• DOCUMENT TEXT:

= = = =

Baugh has developed the type of relationship with Jenny Moshak that Candace Parker spoke of in that they became close confidantes. Parker had ACL surgery in high school and then missed her freshman season at Tennessee to recover from another major surgery on the same knee. Rehab means hours of time spent with Moshak, and Parker said they filled the time with conversations about everything from social issues to sports.
"Jenny has become my best friend," Baugh said. "JMo is awesome. Before my injury she was awesome, but we have really gotten to know each other, and we have strong feelings for each other. She's a great trainer to work with."
Baugh said her goal is to be 100 percent by the start of official practice next October and to take on a leadership role with her team. Summitt has talked to the forward about confidence and overcoming a major knee injury, as Summitt had to do the same thing before the 1976 Olympics.
"With anyone that's had not only one but two injuries on the same leg I'm sure it weighs heavily on her mind," Summitt said. "But I think the more that she understands how to land and take off on two feet and explode and really load her hips, she's starting to feel that, and you can see the confidence that comes through as we see her playing the way she's playing."
Does Baugh think she can get back to the player she was as a freshman?
"Most definitely," Baugh said. "I can get it better. Confidence comes with getting my knee back. … I know I'll be able to come back and hopefully cut down nets."
For now, Baugh is just happy to finally be on the court with her teammates, even in short sessions in April.
"It was very refreshing," Baugh said. "It was very hard just being able to watch and not be a part of it. I could only talk to them. I couldn't get out there and do the things that I was telling them to do. It's a relief to be back just knowing I can be the leader that I want to be."
Tennessee wasn't at full strength and won't be for the April sessions. Cain is being held out of team workouts on the court for precautionary reasons as she played a full season on her surgically repaired knee and also sustained two concussions – one in August, the other in November – so the rest from pounding on the hardwood will do her some overall good, and forward Taber Spani is resting her foot after playing a season with turf toe.

= = = =

• AIM OF THE EXERCISE: Can you extend the piece on Baugh's knee rehab at Tennessee, picking up right after its last sentence?

• SOURCE DATA:

= = = =

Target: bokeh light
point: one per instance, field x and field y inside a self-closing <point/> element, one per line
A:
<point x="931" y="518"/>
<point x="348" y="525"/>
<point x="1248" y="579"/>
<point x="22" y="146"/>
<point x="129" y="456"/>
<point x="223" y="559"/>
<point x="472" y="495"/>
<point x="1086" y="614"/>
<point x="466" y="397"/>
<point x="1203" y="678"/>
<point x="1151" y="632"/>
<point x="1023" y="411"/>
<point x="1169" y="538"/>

= = = =

• TASK RESULT:
"We have a couple of people sitting out right now that would greatly enhance our preparation in practice and getting ready for what lies ahead for us in the future," Summitt said. "But it is what it is right now. The ones that are on the floor hopefully will continue to work on their skills and get a lot better. Communication, that is going to be a real key."
Cain and Spani have been very communicative from the sidelines. Both project to be major contributors next season – Spani started until late January when the turf toe severely limited her mobility – and can be expected to be among those who will chatter on the court.
Thursday's upcoming session will mark the last full team one by NCAA regulations. Summitt said she is also inclined to limit the team's conditioning obligations with Heather Mason next week to allow the players to direct their time and energy to closing out the spring semester.
"I think we've had some really good practices," Summitt said. "We had a very slow start today. I know with the end of the school year coming up, they're feeling like, ‘I need to get in Thornton (academic center).' We're trying to be sensitive to their time."
Tennessee could segue to individual workouts next week – groups of up to four on the court – but Summitt said the coaches are inclined to let the players spend extra time in study hall at Thornton Center or in study groups with each other.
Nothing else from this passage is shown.